- GECITEERD FRAGMENT -
+++++

Al te trage justitie
De Wet ministeriële verantwoordelijkheid regelt sinds 1855 wat er moet gebeuren als een minister of lid van een der beide Kamers der Staten-Generaal wordt verdacht van een ambtsmisdrijf. Een aanklacht kan worden geformuleerd bij Koninklijk Besluit dan wel door de Tweede Kamer. Als regering of Tweede Kamer daartoe besluiten, dan dient de procureur-generaal bij de Hoge Raad tot vervolging over te gaan; de Hoge Raad wijst uiteindelijk het vonnis. In de wandeling heet dit een forum previligiatum: dat wil zeggen dat ministers en Kamerleden niet voor ambtsmisdrijven kunnen worden vervolgd door de gewone justitie-autoriteiten. Als zij zich echter aan gewone delicten schuldig maken (rijden onder invloed, bij voorbeeld) dan worden zij vervolgd zoals iedere staatsburger.
Dat de wet nooit is gebruikt, komt omdat het heel wat gemakkelijker is om een minister te verwijderen door middel van een parlementaire motie van wantrouwen, dan door de tamelijk ingewikkelde strafprocedure van de Wet MV. Het afbreukrisico voor regering en Tweede Kamer is bovendien groot, want als de Hoge Raad besluit tot vrijspraak, wordt het prestige van de beschuldigende instantie zwaar beschadigd.

+++++

- OPDRACHTDOEL -
Schrijf alsjeblieft het deel van het geciteerde fragment van "Al te trage" tot en met "zoals iedere staatsburger." letterlijk over. Baseer je uitsluitend op het fragment hierboven.

+++++

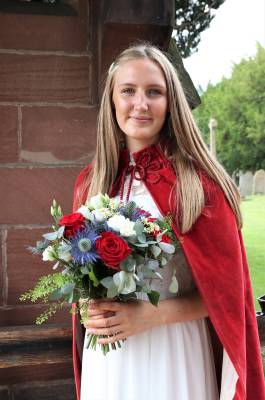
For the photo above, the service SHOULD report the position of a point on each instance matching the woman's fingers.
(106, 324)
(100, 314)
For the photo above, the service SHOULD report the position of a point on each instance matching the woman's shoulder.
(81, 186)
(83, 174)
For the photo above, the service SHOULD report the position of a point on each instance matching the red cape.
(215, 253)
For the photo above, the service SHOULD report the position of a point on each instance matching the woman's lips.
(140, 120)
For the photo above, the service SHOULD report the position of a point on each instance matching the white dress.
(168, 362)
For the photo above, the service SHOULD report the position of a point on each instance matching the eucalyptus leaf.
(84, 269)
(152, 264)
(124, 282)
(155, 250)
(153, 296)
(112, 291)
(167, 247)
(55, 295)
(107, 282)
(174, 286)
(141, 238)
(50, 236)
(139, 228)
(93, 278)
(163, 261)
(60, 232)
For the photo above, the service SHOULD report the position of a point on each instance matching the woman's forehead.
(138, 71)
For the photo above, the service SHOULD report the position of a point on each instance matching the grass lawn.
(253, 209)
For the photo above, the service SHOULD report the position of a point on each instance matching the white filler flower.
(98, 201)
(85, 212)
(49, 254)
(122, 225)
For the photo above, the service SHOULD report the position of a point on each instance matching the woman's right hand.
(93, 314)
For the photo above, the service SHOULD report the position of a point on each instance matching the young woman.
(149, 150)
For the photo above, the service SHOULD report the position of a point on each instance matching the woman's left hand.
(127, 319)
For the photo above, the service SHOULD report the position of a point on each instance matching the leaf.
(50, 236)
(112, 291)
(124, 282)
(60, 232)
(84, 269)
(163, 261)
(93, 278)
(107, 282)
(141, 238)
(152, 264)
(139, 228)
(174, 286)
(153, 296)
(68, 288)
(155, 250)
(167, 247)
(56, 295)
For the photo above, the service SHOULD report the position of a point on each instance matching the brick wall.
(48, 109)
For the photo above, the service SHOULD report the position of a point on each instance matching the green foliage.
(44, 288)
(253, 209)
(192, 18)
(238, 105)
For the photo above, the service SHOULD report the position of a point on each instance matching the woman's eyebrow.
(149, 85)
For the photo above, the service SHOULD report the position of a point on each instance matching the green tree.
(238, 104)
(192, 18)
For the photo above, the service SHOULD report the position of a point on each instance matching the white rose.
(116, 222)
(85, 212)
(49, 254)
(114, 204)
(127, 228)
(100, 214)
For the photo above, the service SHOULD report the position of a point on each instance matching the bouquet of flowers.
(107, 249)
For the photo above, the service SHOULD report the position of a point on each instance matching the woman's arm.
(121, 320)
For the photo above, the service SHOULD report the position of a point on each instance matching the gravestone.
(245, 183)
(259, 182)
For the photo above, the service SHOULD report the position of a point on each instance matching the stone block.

+++++

- UITWERKING -
Al te trage justitie
De Wet ministeriële verantwoordelijkheid regelt sinds 1855 wat er moet gebeuren als een minister of lid van een der beide Kamers der Staten-Generaal wordt verdacht van een ambtsmisdrijf. Een aanklacht kan worden geformuleerd bij Koninklijk Besluit dan wel door de Tweede Kamer. Als regering of Tweede Kamer daartoe besluiten, dan dient de procureur-generaal bij de Hoge Raad tot vervolging over te gaan; de Hoge Raad wijst uiteindelijk het vonnis. In de wandeling heet dit een forum previligiatum: dat wil zeggen dat ministers en Kamerleden niet voor ambtsmisdrijven kunnen worden vervolgd door de gewone justitie-autoriteiten. Als zij zich echter aan gewone delicten schuldig maken (rijden onder invloed, bij voorbeeld) dan worden zij vervolgd zoals iedere staatsburger.